### TASK
Reproduce the entries from the line containing "Task: for every instance of the jagged" through the end of the entries, leaving out the pictures.

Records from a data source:
________________________

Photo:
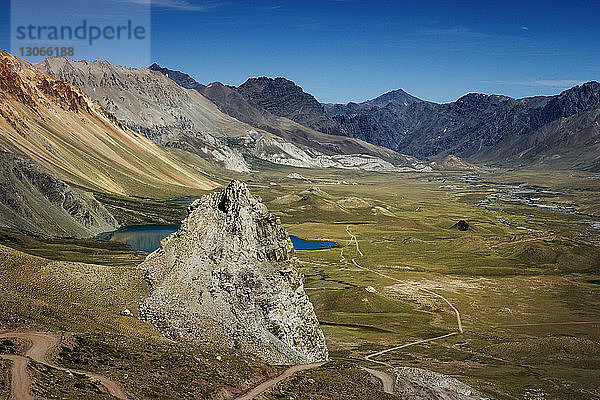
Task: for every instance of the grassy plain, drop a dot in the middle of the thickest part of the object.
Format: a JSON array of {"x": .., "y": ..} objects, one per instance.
[{"x": 520, "y": 276}]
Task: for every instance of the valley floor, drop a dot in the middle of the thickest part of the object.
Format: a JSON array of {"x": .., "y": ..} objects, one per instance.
[{"x": 510, "y": 301}]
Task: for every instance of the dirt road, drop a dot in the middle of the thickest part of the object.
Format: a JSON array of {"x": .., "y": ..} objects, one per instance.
[
  {"x": 458, "y": 319},
  {"x": 43, "y": 343},
  {"x": 385, "y": 378},
  {"x": 20, "y": 382},
  {"x": 263, "y": 387}
]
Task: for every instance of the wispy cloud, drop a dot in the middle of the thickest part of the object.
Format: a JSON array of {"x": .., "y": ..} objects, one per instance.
[
  {"x": 457, "y": 31},
  {"x": 557, "y": 83},
  {"x": 177, "y": 4}
]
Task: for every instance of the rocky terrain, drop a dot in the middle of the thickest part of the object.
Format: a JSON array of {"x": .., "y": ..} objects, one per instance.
[
  {"x": 150, "y": 103},
  {"x": 284, "y": 98},
  {"x": 71, "y": 135},
  {"x": 229, "y": 276},
  {"x": 38, "y": 202},
  {"x": 292, "y": 143},
  {"x": 473, "y": 124},
  {"x": 571, "y": 142},
  {"x": 421, "y": 384},
  {"x": 396, "y": 97}
]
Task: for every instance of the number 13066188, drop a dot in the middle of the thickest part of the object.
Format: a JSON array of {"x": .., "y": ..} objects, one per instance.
[{"x": 47, "y": 51}]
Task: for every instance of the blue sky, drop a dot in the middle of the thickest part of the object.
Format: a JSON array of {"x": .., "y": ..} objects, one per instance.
[{"x": 349, "y": 50}]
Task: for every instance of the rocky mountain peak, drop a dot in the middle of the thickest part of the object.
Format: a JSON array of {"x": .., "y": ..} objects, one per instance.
[
  {"x": 229, "y": 276},
  {"x": 282, "y": 97},
  {"x": 182, "y": 79},
  {"x": 397, "y": 97}
]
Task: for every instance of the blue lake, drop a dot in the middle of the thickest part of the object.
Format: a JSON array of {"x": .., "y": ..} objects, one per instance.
[
  {"x": 301, "y": 244},
  {"x": 140, "y": 237},
  {"x": 182, "y": 202},
  {"x": 148, "y": 237}
]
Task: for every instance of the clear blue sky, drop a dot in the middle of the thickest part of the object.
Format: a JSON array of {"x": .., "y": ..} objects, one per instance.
[{"x": 349, "y": 50}]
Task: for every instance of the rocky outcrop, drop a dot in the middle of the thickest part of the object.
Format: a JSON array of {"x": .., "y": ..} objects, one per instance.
[
  {"x": 36, "y": 201},
  {"x": 229, "y": 276},
  {"x": 422, "y": 384}
]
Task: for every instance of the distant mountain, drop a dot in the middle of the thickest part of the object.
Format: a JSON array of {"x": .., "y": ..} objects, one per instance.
[
  {"x": 398, "y": 96},
  {"x": 70, "y": 135},
  {"x": 305, "y": 146},
  {"x": 571, "y": 142},
  {"x": 182, "y": 79},
  {"x": 284, "y": 98},
  {"x": 39, "y": 202},
  {"x": 473, "y": 124},
  {"x": 149, "y": 103}
]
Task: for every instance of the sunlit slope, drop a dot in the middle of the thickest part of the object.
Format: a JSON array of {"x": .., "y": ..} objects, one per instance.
[{"x": 70, "y": 134}]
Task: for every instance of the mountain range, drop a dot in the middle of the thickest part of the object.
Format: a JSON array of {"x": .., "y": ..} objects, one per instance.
[{"x": 477, "y": 127}]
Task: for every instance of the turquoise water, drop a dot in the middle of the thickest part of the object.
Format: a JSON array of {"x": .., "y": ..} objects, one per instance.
[
  {"x": 301, "y": 244},
  {"x": 140, "y": 237},
  {"x": 182, "y": 202},
  {"x": 148, "y": 237}
]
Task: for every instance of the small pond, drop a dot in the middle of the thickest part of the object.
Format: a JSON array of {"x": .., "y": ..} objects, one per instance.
[
  {"x": 301, "y": 244},
  {"x": 140, "y": 237},
  {"x": 148, "y": 237}
]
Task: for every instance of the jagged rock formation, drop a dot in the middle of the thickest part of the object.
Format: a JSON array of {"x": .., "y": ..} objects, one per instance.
[
  {"x": 422, "y": 384},
  {"x": 35, "y": 201},
  {"x": 229, "y": 276}
]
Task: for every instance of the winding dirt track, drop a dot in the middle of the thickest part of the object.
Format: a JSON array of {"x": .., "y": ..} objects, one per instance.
[
  {"x": 385, "y": 378},
  {"x": 263, "y": 387},
  {"x": 458, "y": 319},
  {"x": 41, "y": 344}
]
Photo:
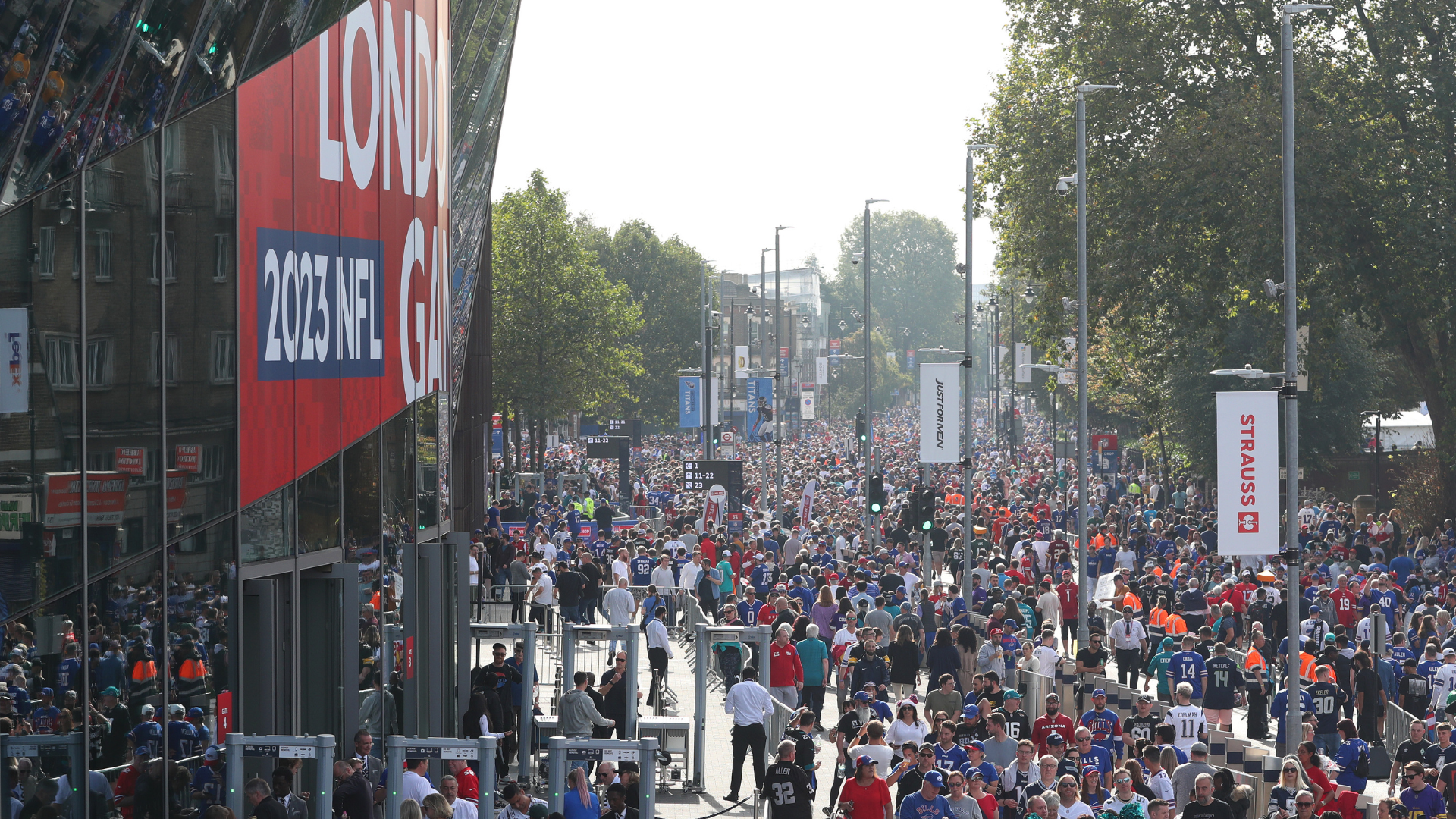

________________________

### EXERCISE OUTPUT
Task: for every instance of the jagged rock formation, drop a dot in the middle of the thickest part of the object.
Format: a JSON array of {"x": .., "y": ..} objects, one per instance.
[
  {"x": 422, "y": 384},
  {"x": 35, "y": 201},
  {"x": 229, "y": 276}
]
Task: for every instance of the winding dirt track, drop a dot in the middle of the thickest part of the object.
Format: a JSON array of {"x": .., "y": ..} objects, one per instance.
[
  {"x": 385, "y": 378},
  {"x": 263, "y": 387},
  {"x": 458, "y": 319},
  {"x": 41, "y": 344}
]
Photo:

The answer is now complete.